Extrait source:
⁂

Conséquence inéluctable de la jeunesse de cette clientèle, il faut choisir judicieusement l’heure à laquelle on souhaite se rendre dans de tels lieux. En effet, attention aux périodes de transhumances post et périscolaires ! À l’heure où les portes des écoles, lycées et universités libèrent des milliers d’élèves, trop longtemps contraints dans des salles de cours, c’est une ruée d’uniformes vers les salles Internet toutes proches. Chacun s’y dispute les postes informatiques et, quand, conquis de haute lutte, il s’y installe, inutile d’espérer l’en extraire avant l’heure de la reprise des cours, ou quand leur estomac leur indique qu’il est quand même temps de rentrer à la maison.
En outre, il est facile de repérer les jours de vacances scolaires sans avoir à consulter le calendrier : ces jours-là, les salles sont pleines à craquer. En fait, si un plus de 16 ans veut accéder aux merveilles ineffables du jeu en ligne ou de la messagerie électronique, il doit soit être chômeur, soit quitter subrepticement son travail, en espérant que son chef de service n’y verra que du feu, à moins qu’il ne rencontre ledit chef au même endroit.

⁂

Données fournies:
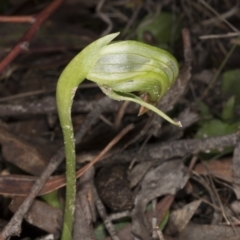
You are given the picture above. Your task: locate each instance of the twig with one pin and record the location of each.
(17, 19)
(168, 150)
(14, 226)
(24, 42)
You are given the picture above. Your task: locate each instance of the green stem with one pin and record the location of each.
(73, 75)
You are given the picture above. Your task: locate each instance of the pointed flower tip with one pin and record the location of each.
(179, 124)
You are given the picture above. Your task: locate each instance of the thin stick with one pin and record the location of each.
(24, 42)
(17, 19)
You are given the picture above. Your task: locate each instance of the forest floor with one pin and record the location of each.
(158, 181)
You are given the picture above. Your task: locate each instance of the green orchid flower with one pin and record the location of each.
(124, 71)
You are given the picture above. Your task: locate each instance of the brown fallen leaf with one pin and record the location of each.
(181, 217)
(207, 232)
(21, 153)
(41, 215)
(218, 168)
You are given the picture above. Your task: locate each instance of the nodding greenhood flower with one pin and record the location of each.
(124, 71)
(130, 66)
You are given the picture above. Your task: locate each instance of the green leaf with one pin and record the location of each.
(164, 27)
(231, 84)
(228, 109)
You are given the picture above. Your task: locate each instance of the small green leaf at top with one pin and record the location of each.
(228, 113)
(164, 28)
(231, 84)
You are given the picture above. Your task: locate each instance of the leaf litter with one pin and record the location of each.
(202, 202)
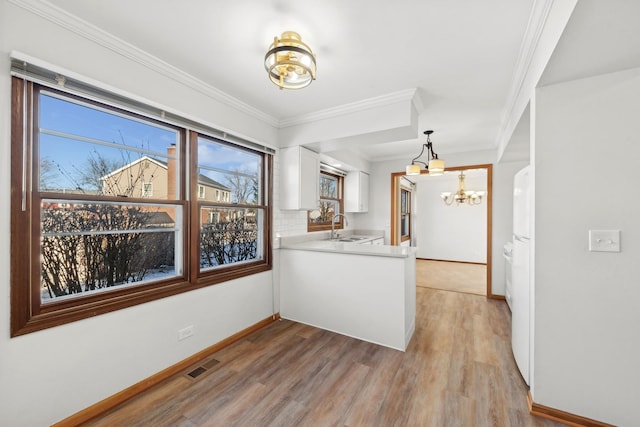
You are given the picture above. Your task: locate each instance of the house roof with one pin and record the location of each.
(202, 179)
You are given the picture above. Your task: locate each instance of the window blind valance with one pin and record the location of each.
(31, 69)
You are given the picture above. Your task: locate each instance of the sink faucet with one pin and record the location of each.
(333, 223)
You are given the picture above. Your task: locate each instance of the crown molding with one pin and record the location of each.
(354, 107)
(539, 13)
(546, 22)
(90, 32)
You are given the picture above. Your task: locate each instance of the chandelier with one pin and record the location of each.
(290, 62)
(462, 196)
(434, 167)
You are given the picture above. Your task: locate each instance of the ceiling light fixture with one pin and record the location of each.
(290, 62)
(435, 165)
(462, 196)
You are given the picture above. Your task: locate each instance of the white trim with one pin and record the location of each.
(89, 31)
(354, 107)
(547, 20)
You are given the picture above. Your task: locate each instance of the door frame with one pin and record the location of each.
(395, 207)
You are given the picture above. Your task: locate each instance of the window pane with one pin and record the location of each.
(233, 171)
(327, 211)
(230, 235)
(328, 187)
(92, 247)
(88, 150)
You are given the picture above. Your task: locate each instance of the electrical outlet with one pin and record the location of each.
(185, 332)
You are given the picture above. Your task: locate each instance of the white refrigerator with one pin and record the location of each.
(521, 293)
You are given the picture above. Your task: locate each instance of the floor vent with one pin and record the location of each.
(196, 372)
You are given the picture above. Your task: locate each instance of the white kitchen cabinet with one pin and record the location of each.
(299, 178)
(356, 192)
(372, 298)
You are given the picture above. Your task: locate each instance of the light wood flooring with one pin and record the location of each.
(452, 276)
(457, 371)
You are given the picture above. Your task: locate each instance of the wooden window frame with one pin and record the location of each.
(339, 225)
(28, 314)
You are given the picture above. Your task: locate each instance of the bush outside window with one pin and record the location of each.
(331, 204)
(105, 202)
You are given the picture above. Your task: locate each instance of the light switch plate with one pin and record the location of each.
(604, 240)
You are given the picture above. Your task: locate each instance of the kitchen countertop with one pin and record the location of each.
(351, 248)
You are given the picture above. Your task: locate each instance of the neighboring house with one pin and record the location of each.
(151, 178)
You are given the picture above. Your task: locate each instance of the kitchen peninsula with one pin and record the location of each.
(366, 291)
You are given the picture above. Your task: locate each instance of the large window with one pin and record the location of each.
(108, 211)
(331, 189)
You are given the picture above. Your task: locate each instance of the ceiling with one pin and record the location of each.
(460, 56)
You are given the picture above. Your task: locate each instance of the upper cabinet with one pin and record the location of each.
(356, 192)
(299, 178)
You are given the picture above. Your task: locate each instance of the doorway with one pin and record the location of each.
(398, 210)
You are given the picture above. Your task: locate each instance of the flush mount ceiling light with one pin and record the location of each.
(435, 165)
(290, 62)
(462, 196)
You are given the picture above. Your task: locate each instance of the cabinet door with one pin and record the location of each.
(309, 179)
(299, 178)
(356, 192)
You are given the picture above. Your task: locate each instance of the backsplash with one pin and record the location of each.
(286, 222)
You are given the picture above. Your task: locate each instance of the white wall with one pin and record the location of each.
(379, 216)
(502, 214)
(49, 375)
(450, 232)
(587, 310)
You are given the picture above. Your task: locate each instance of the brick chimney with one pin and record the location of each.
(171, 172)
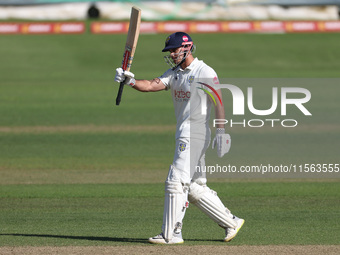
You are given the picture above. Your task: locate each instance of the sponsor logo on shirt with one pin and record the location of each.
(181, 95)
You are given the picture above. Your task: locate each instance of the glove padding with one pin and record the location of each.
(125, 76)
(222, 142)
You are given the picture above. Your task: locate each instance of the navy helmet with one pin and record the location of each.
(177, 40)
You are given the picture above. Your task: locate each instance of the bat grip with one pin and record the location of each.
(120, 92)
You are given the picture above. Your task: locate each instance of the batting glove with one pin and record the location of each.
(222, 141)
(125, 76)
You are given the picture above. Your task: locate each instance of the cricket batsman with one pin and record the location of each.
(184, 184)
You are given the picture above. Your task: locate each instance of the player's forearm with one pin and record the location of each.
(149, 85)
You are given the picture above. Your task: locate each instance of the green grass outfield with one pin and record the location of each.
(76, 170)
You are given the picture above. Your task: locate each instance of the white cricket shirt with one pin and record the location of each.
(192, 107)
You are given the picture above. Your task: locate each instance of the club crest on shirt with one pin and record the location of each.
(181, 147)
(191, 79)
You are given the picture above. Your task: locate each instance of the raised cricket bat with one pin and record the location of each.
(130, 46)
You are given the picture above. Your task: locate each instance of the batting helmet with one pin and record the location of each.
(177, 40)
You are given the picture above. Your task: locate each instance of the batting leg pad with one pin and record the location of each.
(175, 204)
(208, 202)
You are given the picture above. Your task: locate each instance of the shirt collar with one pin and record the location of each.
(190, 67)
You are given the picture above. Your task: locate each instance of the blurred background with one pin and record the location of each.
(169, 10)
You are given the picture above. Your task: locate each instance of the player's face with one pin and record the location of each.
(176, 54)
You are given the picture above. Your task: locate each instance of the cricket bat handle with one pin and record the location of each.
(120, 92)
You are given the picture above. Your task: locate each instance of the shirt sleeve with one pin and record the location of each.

⁂

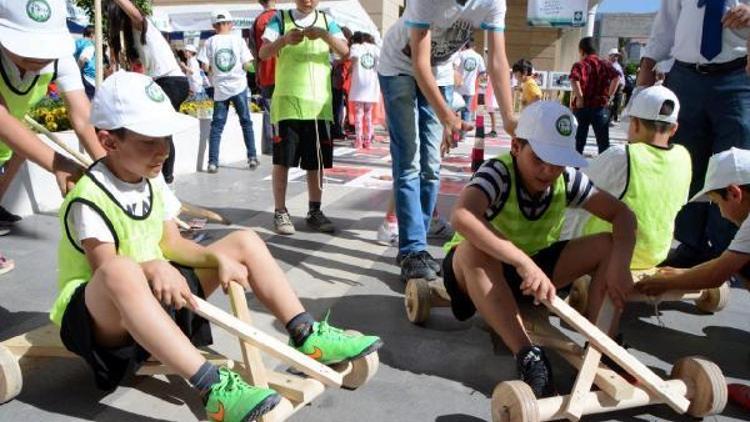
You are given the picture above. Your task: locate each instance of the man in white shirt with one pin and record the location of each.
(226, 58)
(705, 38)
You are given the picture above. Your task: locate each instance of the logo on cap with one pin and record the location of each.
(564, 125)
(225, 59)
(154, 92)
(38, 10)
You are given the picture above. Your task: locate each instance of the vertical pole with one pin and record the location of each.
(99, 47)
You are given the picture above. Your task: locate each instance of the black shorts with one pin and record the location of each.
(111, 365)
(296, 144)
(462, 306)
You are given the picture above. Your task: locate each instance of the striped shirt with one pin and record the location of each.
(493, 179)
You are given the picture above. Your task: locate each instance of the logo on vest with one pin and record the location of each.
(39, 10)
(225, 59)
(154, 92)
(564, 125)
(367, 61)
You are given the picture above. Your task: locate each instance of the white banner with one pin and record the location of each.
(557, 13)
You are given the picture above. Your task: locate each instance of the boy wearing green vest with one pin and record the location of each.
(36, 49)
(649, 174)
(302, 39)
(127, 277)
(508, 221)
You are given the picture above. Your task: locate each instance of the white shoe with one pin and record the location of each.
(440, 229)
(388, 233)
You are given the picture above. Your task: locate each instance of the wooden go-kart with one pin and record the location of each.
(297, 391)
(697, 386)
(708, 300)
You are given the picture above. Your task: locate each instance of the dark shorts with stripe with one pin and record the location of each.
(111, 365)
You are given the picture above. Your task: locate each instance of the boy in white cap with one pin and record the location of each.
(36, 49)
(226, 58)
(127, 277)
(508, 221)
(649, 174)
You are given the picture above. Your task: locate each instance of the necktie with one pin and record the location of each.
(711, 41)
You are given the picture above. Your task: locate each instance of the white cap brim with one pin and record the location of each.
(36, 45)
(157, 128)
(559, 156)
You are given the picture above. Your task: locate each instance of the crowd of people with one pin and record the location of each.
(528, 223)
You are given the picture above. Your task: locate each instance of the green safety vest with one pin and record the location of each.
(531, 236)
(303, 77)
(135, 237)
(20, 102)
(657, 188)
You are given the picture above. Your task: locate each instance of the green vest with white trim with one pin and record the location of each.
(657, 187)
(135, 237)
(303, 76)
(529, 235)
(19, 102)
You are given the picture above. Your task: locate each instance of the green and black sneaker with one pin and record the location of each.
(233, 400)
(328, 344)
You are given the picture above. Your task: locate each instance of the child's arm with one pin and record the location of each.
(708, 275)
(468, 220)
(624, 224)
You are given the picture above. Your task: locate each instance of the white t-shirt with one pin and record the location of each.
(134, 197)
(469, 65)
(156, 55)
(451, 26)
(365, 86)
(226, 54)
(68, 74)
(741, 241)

⁂

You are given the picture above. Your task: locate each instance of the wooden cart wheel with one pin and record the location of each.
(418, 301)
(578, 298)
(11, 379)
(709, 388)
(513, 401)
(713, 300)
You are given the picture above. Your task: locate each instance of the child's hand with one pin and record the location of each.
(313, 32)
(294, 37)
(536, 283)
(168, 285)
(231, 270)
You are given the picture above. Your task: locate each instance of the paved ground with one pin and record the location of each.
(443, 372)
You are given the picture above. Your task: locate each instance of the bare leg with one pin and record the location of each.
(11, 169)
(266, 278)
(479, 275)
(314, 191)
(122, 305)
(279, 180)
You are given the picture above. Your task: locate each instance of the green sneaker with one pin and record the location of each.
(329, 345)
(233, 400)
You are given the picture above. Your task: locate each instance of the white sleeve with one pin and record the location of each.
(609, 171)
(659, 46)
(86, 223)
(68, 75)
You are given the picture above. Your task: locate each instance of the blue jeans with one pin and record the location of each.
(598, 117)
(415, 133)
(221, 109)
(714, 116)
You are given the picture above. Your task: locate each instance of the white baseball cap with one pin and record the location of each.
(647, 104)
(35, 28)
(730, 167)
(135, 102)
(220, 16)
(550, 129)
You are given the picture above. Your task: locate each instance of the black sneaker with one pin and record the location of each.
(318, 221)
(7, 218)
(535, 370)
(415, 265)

⁂

Tâches à réaliser:
1/ Selon l'extrait sur les salles Internet, à quoi reconnaît-on les jours de vacances scolaires sans consulter le calendrier ?
2/ Filtrez les lignes en recopiant toutes celles qui contiennent la chaîne « helmet », en tenant compte de la casse.

Résultats par tâche:
1/ Ces jours-là, les salles sont pleines à craquer.

2/
You are given the picture above. Your task: locate each instance of the navy helmet with one pin and record the location of each.
You are given the picture above. Your task: locate each instance of the batting helmet with one pin and record the location of each.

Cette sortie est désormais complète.